Excerpt provided ->
_ _ _ _ _ _ _
It's essentially a smoky twist on a Manhattan. But not only is the cocktail not mega-new to Bend as it's been on the steak-centric bar and grill's menu since it opened just over a year ago, but it wasn't new itself, having been born as a drink called New Money from the cocktail list at Imperial, the Vitaley Paley-fronted Portland restaurant that shuttered a few months into the pandemic. Portland's loss is Bend's gain.

In more ways than one. At around the same time the vaunted Paley retired from the Portland restaurant and hospitality industry, so did John Gorham, meaning the city lost, arguably, its two biggest names. But Gorham relocated to Central Oregon, as did Paley Hospitality's co-owner and general manager, Garrett Peck. It's here where Gorham and Peck united and then conceived of RBC. Several elements from each's previous restaurants found new life in Northwest Crossing. (Toro Bravo's iconic potatoes bravas, for one). Mercifully, TCFKA (the cocktail formerly known as) New Money is among them. "When we put the drink program together here at RBC," says Peck, "we used some of the old faves from various bar programs we had in the past and tweaked names and ingredients to be more on brand with Central Oregon and RBC."

Prescribed Burn is inarguably the better name. Granted, "new money" is an incidental fact of life in Bridgetown, but prescribed burns are a vital fact of life in Bend. Moreover, the Bulleit Bourbon-based cocktail doesn't taste like ducats that the nouveau riche burn through, nor is Bulleit close to RBC's spendiest bourbon. Amaro is a key ingredient that lends the drink a peck of sweetness and an herbaceous smooch. (RBC's amaro list is 16 strong!) It's gilded with a splash of bitters. But the player that makes it sing is the house-smoked vermouth.
_ _ _ _ _ _ _
Saved data entries
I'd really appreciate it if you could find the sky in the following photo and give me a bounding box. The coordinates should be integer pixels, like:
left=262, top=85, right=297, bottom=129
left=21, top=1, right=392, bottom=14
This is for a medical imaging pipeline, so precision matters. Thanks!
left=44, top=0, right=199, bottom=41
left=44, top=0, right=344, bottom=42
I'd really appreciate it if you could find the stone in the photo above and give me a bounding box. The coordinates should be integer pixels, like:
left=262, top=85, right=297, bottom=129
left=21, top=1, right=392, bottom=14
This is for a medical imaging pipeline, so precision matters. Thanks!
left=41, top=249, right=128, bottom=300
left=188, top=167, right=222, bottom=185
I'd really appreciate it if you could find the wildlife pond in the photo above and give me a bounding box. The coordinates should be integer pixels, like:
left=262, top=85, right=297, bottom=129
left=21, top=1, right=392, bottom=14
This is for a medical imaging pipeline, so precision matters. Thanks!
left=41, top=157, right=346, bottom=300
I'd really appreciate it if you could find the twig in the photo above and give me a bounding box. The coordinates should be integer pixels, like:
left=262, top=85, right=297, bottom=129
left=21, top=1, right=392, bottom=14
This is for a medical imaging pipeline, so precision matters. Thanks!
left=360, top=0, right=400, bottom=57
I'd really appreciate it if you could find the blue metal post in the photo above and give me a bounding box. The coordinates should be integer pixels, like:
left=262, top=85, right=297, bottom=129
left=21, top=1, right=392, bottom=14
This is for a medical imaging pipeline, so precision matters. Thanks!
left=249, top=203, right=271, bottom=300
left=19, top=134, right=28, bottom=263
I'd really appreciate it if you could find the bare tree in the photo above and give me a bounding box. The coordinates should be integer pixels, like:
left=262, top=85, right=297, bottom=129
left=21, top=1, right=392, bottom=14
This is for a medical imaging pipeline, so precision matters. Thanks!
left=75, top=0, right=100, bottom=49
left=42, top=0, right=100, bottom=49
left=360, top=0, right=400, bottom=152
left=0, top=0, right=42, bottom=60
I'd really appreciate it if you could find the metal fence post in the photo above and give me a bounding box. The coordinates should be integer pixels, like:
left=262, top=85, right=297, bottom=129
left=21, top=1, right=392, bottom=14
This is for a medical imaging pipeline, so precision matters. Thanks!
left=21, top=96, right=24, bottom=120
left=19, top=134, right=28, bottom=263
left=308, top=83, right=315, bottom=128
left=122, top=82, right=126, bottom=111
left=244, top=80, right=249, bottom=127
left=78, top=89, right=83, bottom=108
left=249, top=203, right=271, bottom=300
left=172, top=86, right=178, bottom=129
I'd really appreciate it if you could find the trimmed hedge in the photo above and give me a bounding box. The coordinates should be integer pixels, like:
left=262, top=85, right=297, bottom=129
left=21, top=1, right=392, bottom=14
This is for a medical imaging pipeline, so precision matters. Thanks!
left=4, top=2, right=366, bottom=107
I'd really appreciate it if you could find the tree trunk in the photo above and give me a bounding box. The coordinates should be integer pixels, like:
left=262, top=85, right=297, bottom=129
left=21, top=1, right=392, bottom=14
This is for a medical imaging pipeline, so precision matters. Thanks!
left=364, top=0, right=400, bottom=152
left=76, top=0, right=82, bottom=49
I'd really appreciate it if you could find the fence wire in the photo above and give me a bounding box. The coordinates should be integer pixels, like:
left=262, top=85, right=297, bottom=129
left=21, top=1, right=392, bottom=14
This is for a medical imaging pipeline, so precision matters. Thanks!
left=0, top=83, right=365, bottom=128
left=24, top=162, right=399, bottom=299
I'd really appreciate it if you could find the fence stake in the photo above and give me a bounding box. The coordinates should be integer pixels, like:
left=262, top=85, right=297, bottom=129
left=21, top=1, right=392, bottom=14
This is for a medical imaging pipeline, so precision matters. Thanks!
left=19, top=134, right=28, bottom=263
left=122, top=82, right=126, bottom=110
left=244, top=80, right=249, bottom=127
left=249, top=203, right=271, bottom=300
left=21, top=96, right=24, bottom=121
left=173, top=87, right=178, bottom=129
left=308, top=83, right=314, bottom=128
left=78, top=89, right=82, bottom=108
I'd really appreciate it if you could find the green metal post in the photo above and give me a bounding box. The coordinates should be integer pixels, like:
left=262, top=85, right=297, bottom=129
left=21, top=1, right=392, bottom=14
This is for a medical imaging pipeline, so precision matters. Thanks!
_ _ _ _ _ _ _
Exercise requirements -> Can you take the article on the Prescribed Burn cocktail further, picking up right after its last sentence? The rows aren't needed for anything here.

Task response ->
I don't find Cinzano on its own to be that inspiring, since the vermouths available to mixologists today have gone through quite the artisanal revolution. But what better way to revolutionize what vermouth can be than by taking one of the best-known (and budget-friendly) brands and giving it a fiery makeover, such that you wouldn't dare call it fortified wine?

And yes, the crew really does empty a couple bottles of the red vermouth into a pan to smoke it in-house. The result flits through the intersection of smoky and sweet. Think that doesn't sound good to you? I guess you don't like Kansas City barbecue. Or s'mores!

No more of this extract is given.